Gather every line from the items below that contains the string "house" and copy each one in full. The match is case-sensitive.

Stored data entries:

================

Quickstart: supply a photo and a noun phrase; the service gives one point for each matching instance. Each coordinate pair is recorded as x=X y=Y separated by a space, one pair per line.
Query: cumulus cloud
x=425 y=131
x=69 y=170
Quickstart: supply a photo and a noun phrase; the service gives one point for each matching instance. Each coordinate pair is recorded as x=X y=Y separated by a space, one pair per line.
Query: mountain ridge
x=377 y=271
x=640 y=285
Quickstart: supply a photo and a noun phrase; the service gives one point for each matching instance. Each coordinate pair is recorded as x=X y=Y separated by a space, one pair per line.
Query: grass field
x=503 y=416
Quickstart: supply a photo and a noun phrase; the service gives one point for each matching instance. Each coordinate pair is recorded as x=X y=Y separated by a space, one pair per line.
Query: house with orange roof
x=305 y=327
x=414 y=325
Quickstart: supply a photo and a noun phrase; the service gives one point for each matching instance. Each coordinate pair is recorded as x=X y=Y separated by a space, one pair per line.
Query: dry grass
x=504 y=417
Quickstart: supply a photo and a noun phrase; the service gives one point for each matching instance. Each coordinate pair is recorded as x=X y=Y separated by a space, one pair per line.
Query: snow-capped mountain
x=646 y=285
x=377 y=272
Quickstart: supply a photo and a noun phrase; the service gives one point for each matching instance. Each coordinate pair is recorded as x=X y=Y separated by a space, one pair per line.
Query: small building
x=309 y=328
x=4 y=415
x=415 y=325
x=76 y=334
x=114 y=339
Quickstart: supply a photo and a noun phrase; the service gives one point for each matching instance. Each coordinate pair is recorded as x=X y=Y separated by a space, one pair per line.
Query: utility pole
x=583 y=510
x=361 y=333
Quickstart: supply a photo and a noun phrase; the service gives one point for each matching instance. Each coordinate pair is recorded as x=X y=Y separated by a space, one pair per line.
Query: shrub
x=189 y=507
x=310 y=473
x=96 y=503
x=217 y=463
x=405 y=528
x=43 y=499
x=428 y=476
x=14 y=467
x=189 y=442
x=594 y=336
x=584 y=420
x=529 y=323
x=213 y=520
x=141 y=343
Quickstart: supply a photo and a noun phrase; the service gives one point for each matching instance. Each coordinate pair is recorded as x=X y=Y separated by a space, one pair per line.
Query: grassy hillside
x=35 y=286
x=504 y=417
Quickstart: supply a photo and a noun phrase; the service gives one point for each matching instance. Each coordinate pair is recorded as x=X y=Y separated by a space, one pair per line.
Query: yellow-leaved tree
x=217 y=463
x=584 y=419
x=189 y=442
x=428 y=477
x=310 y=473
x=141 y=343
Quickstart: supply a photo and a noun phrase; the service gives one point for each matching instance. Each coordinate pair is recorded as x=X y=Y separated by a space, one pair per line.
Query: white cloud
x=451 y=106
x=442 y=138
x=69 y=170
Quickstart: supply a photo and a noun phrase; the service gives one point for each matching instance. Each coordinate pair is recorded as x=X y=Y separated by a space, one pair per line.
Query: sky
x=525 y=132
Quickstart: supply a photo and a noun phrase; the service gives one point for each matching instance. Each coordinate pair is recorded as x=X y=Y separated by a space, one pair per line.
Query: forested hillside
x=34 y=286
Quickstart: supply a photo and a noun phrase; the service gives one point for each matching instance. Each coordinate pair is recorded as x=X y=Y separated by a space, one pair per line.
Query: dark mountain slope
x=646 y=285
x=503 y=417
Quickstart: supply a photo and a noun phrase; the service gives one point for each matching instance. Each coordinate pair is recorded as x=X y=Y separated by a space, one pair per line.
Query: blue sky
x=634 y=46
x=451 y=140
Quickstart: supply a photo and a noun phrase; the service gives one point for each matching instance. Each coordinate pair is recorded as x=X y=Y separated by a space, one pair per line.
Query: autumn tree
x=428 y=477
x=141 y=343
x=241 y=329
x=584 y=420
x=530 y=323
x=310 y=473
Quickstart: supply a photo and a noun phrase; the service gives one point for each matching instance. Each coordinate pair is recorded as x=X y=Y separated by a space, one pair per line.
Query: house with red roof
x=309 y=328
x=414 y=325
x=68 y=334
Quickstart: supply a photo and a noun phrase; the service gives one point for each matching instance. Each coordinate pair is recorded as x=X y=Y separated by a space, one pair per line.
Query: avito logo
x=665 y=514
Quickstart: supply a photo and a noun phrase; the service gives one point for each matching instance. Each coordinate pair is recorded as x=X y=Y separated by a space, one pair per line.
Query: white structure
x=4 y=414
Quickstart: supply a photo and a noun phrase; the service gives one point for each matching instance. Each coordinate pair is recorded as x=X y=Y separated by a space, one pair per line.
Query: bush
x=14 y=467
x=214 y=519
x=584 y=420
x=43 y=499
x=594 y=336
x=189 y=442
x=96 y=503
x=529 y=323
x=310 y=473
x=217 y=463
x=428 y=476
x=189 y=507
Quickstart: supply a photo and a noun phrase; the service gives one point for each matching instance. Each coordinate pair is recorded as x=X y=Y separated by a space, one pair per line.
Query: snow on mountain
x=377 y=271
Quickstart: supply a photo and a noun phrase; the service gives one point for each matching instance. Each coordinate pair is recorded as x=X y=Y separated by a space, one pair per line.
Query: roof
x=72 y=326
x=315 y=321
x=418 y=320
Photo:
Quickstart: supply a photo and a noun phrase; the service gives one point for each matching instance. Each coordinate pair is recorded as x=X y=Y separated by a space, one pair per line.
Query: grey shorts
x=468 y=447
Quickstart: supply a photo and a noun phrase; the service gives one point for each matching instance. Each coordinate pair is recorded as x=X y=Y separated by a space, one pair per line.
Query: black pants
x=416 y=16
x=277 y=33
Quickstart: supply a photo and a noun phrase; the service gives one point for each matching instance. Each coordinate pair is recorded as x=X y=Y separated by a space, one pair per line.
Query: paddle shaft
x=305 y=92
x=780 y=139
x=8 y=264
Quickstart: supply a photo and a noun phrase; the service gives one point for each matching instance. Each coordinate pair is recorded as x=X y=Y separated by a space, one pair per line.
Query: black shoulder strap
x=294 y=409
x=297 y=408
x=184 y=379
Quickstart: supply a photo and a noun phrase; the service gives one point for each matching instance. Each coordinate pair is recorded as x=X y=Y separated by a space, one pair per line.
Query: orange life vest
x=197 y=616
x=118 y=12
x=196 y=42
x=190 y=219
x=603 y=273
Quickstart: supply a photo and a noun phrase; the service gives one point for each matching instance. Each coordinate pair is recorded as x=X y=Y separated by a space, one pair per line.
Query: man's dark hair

================

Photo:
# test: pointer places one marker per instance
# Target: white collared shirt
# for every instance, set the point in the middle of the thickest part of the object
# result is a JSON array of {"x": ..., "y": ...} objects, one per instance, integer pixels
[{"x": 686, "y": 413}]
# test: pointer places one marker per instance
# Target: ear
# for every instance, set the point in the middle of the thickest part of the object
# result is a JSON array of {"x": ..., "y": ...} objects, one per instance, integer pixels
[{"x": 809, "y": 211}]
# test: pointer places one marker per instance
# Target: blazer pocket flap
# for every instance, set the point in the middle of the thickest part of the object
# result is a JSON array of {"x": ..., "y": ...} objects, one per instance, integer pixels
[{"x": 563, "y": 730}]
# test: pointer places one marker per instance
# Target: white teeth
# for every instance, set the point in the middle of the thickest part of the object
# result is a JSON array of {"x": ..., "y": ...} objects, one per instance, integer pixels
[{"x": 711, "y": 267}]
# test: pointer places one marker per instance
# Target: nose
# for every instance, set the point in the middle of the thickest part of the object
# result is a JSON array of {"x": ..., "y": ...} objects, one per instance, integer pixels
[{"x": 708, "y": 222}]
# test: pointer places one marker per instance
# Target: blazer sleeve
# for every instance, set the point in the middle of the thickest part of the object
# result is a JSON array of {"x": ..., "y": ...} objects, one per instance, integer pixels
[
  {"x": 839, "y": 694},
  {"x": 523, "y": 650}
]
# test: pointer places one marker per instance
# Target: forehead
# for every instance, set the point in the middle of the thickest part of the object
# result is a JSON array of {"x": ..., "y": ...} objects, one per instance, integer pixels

================

> [FULL ANSWER]:
Query: house with orange roof
Query: house with red roof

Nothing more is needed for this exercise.